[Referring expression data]
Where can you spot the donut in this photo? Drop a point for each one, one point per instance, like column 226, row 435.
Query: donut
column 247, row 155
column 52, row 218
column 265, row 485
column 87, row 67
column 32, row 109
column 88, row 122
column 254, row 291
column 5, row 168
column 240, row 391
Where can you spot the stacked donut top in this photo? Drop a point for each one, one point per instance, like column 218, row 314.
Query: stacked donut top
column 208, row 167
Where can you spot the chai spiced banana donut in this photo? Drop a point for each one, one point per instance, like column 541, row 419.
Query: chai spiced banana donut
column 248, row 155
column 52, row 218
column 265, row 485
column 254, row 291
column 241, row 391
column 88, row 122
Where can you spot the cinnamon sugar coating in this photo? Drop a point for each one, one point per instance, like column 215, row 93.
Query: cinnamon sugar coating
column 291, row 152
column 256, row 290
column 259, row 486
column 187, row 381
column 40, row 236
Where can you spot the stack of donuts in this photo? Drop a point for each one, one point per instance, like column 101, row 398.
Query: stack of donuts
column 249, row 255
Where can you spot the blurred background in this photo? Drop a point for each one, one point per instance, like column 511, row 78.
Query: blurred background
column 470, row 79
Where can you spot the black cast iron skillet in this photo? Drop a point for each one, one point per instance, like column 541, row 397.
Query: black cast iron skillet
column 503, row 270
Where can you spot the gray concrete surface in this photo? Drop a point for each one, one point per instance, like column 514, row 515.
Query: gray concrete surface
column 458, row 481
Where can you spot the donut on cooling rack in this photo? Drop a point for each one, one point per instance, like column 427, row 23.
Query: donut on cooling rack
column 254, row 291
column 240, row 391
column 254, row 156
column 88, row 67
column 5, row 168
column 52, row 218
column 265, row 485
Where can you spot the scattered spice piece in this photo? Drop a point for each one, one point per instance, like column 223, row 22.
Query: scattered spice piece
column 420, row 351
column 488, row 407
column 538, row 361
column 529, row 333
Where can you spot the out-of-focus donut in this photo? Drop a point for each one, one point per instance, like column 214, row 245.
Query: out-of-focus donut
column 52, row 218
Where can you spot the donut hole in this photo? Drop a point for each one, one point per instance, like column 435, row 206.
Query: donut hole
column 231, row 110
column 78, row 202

◆ TASK ITEM:
Give the lines from the one containing "Query: out-of-focus donut" through the end of the entries again, exactly as written and with no other lines.

◆ ANSWER TO THE EXERCISE:
Query: out-of-focus donut
column 52, row 218
Where can you spot the donut hole in this photo? Drop a point for each one, one point per instance, like column 435, row 206.
Query: donut hole
column 231, row 110
column 78, row 202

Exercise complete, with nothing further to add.